Transcribe the entries below exactly as they appear.

======== Records for this exercise ========

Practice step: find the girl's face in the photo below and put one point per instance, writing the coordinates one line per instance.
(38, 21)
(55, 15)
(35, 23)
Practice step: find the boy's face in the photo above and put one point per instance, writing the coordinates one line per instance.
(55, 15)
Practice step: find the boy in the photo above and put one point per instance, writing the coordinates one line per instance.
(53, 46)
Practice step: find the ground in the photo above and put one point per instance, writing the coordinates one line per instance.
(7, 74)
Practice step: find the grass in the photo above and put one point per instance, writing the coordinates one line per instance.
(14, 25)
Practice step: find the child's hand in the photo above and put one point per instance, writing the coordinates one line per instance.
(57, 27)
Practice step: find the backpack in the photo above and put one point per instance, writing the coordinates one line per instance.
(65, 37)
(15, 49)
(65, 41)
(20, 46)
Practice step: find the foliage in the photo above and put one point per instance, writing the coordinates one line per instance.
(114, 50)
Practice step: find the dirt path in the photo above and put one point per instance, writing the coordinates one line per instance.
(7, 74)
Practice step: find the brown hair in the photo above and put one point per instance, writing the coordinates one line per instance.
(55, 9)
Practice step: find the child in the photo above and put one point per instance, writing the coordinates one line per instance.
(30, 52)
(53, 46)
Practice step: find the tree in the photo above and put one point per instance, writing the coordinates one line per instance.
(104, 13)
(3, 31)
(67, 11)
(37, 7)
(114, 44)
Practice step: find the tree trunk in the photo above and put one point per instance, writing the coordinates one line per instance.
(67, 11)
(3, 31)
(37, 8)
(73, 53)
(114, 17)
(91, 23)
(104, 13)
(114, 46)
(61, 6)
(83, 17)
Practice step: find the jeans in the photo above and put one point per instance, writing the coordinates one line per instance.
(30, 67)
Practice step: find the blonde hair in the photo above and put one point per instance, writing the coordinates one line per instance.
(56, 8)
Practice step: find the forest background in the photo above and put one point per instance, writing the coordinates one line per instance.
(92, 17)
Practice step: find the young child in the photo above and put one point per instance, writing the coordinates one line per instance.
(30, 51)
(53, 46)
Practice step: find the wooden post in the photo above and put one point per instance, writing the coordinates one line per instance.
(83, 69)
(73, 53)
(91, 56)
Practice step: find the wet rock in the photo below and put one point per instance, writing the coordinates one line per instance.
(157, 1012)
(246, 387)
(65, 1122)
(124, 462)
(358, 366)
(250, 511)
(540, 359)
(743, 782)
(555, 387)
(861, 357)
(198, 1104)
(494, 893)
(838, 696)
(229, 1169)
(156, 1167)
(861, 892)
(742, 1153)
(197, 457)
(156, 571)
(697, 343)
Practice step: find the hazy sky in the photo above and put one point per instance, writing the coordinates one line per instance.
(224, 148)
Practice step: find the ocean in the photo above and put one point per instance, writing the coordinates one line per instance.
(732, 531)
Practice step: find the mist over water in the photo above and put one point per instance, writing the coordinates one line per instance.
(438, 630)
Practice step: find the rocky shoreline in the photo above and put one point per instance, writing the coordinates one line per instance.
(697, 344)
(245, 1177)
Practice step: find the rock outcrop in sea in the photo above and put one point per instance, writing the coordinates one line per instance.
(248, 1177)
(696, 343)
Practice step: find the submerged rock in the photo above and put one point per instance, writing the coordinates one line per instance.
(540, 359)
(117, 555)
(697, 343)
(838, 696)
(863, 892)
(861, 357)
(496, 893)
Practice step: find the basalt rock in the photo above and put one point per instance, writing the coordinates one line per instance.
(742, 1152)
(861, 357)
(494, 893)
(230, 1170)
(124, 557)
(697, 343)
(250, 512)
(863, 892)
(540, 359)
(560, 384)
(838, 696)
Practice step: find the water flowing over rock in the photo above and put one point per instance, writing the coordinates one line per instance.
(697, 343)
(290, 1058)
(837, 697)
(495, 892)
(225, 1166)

========

### Answer section
Practice step: find the girl's face in the photo below and put one point per instance, writing the coordinates one line per instance.
(38, 21)
(55, 15)
(35, 23)
Practice step: find the boy's face in the photo above and put one point per instance, writing the coordinates one line per instance.
(55, 15)
Practice step: find the boy in the photo above and put one point per instance, writing the coordinates one line per instance.
(53, 46)
Practice step: find the ground in the photo above and put one point per instance, writing the coordinates one line per instance.
(7, 74)
Practice step: find the grass in the photo above and put one point per instance, writing the coordinates one line per instance.
(14, 25)
Practice step: find the child's hand in the photo above and put one point per instance, writing the coordinates one line per instance.
(57, 27)
Practice step: find the backpack in the photo above and put one point per instance, writing the coordinates one line per instance.
(65, 37)
(15, 49)
(65, 41)
(20, 46)
Practice step: find the foliage in the photo above and put one point per instance, writing the coordinates one line per instance.
(114, 50)
Practice step: find the dirt path in the photo above and put one point per instance, writing the coordinates one line per instance.
(7, 74)
Practice step: find the brown hair in the photo above and put one point per instance, writing the coordinates one line per instance.
(55, 9)
Practice step: find the child in the photo above and put one point per instance, writing the coordinates one line per instance.
(30, 52)
(53, 46)
Practice step: find the tree in the photo above and put one point per instance, writing the coordinates one line per instance.
(104, 13)
(3, 31)
(67, 11)
(37, 7)
(114, 44)
Practice step: find the tree trunk in the photo above and put one point per instance, writing the coordinates one line per instance.
(67, 11)
(3, 31)
(37, 8)
(73, 53)
(114, 17)
(91, 23)
(104, 13)
(114, 46)
(61, 6)
(83, 17)
Practice step: find the jeans in the photo above and put one point per instance, writing the coordinates one line per instance.
(30, 67)
Practice step: find the blonde hair in the photo above and put one point per instance, writing the coordinates one line per instance.
(56, 8)
Practice step: find the forest background in the photo above and put one point per instance, writing the coordinates one line per instance.
(92, 17)
Practice step: find the young child in the photo above and put one point per instance, writing the coordinates one line per instance.
(30, 51)
(53, 46)
Practice step: find the wooden post in the photo above and put one point per instance, writing the coordinates one line per instance.
(83, 69)
(73, 53)
(91, 56)
Practice step: find the wet rock in the photo below and put one point per instance, writing the coordinates one line per instance.
(157, 1012)
(246, 387)
(65, 1122)
(124, 462)
(358, 366)
(250, 511)
(540, 359)
(743, 782)
(555, 387)
(861, 357)
(198, 1104)
(494, 893)
(838, 696)
(229, 1169)
(156, 1167)
(861, 892)
(742, 1153)
(197, 457)
(156, 571)
(697, 343)
Practice step: find the hazy sky in the photo above and put one point per instance, writing the coordinates one line per instance.
(224, 148)
Practice step: find the ocean in the photo above and put one point per instance, writing the coordinates one line per instance.
(732, 531)
Practice step: find the mist over water in the photo above and put one point per instance, writing the coordinates one line per instance.
(438, 630)
Practice step: find the rocky shoreline in the photo above and put one point per instance, writing the coordinates one line per instance.
(697, 344)
(245, 1177)
Practice step: find the rock outcrop in sea in the photo above and put one point per instance, writing the coordinates one line per instance.
(248, 1177)
(696, 343)
Practice step: find the submerged rock in the photo above and put one point per instance, writing the coordinates one line per instance.
(540, 359)
(117, 555)
(697, 343)
(838, 696)
(863, 892)
(861, 357)
(496, 893)
Practice step: find the basalt rock in the photo above and put one point per instance, writing the coordinates one line per instance.
(742, 1152)
(861, 357)
(494, 893)
(230, 1170)
(124, 557)
(697, 343)
(250, 512)
(863, 892)
(540, 359)
(560, 384)
(838, 696)
Practice step: find the water flowing over rock in the photo above and put one point per instance, writing the coordinates one line per instance.
(697, 343)
(290, 1058)
(837, 697)
(495, 892)
(225, 1166)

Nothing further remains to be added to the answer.